* Document segment *
Fast forward to evening. She would bring the bumper back, swing into a heel and then take off with it. Put the leash on and threw a couple close ones. Took the leash off again she would swing into a heel and then take off playing. Came inside and did some bumpers off leash - perfect. Went outside and again she misbehaved. 
At that point I am frustrated. She would never pull that behavior with DH. She tried but came back when called with the bumper. Not with me. As long as there is a bumper out there she will tease me until I tell her to sit or lay down. Mom is just a playmate in the back yard. 
I know some talk about dogs not having remorse, I did not say anything or yell yesterday but she knew I was frustrated with her. All evening in the house she was like a Velcro. She even "honored" me by sleeping in my bed and pushing her long OX body into me.
We'll try again after the dance concert with DH this time. She has done so good for him all week. Maybe I am just not cut out for field training.


----------



## hotel4dogs

Oh my, if I had a $ for every time I've said this, I could probably retire. Then I'd have TIME for field training, LOL.



Claudia M said:


> Maybe I am just not cut out for field training.


----------



## hotel4dogs

Whew, that does sound heavy. Do you know how tall she is? The Monster Boy is 23-1/2 inches tall, and weighs 67-68 pounds. My vet thinks that's a little too thin for him, thinks he should weigh 70 pounds, but I like him especially lean because of his activities.



Claudia M said:


> Come home and take her to the vet for the monthly weight 69.2 which worries me a bit even though she looks trim


----------



## gdgli

Claudia M said:


> Fast forward to evening. She would bring the bumper back, swing into a heel and then take off with it. .............Maybe I am just not cut out for field training.


I am going to make you feel much better. Buffy did that to me at a hunt test with a duck. I then went out into the field to get her, I lost her in the cover, and then I hear the judges (from 50 yds. away) yelling to me "She's back at the line". She had cut a big circle in the field and came back to the line while I was still looking for her. And there she was in a perfect sit delivering the bird to the judges.

* Excerpted records *
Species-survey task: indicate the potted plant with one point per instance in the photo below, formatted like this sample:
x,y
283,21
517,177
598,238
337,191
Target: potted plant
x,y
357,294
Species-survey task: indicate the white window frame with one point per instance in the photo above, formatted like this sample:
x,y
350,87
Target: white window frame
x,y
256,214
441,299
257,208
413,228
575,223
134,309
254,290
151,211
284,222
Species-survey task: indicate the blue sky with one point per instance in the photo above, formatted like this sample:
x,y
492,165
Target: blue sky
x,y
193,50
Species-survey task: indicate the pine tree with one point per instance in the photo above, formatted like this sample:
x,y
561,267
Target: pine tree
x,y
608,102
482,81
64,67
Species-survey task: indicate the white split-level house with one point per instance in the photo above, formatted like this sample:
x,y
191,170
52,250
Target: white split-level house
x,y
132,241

* Requirements *
Translate this sentence from the field-training thread into Spanish: "She had cut a big circle in the field and came back to the line while I was still looking for her."

* Response to this exercise *
Había trazado un gran círculo en el campo y regresó a la línea mientras yo todavía la estaba buscando.